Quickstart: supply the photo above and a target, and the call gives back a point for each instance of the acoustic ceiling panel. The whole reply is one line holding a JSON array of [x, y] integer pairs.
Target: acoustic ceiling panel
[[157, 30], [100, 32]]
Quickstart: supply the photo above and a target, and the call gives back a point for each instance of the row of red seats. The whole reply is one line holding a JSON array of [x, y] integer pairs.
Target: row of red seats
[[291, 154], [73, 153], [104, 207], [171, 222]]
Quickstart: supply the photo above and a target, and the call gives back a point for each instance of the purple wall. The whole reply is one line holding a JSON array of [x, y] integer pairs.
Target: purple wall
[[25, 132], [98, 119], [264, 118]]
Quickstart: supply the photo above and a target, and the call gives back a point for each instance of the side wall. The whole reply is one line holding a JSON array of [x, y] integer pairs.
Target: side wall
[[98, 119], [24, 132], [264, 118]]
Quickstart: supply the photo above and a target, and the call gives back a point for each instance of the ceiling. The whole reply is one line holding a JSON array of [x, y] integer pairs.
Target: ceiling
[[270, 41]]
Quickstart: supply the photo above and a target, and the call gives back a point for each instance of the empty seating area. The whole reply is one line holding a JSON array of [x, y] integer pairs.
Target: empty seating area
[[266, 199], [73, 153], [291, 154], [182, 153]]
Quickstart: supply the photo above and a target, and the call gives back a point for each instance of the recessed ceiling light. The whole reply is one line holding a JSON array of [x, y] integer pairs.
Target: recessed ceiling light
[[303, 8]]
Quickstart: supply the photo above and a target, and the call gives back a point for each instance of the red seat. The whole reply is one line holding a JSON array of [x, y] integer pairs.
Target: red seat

§ **Required work**
The full listing above is to be copied exactly, line for line.

§ **Exercise solution**
Quickstart: supply the photo above and a target, and the call gives back a point for each instance of the acoustic ceiling panel. The whole reply is one line holding a JSON array of [x, y] integer pairs.
Target: acoustic ceiling panel
[[157, 30], [100, 32]]
Quickstart: supply the photo above and a target, and the call gives back a point for each instance of the row of red seats. The whole reply is one line holding a JSON array of [x, y] integer pairs.
Target: row of red seats
[[291, 154], [73, 153], [104, 207], [171, 222]]
Quickstart: supply the photo above and a target, and the call gives back a point for each instance of the purple wall. The whole reply is one line holding a JSON array of [x, y] integer pairs.
Target: purple wall
[[25, 132], [98, 119], [264, 118]]
Quickstart: supply the photo above and a target, and the call gives back a point for each instance of the side wall. The whole reply is one line holding a JSON array of [x, y] integer pairs.
Target: side wall
[[98, 119], [24, 132], [264, 118]]
Quickstart: supply the photo above and a target, and the call gives back a point for each instance of the ceiling. The whole reply is one line holding a JSON array of [x, y] integer pairs.
Target: ceiling
[[270, 41]]
Quickstart: supply the photo above and a target, and the call gives back a point for each instance of the empty seating area. The whole reply is one line holding a JSON array of [x, y] integer pairs.
Target: empty seating area
[[266, 199], [73, 153], [291, 154], [182, 153]]
Quickstart: supply the photo above and a target, and the call gives back a point for each instance of the recessed ceiling light. The whole reply is one line holding a JSON array of [x, y] integer pairs.
Target: recessed ceiling light
[[303, 8]]
Quickstart: supply the photo above and a target, and the call gives back a point for each instance of the red seat. The whole reply is one line holding a JSON array of [x, y] integer pairs.
Target: red seat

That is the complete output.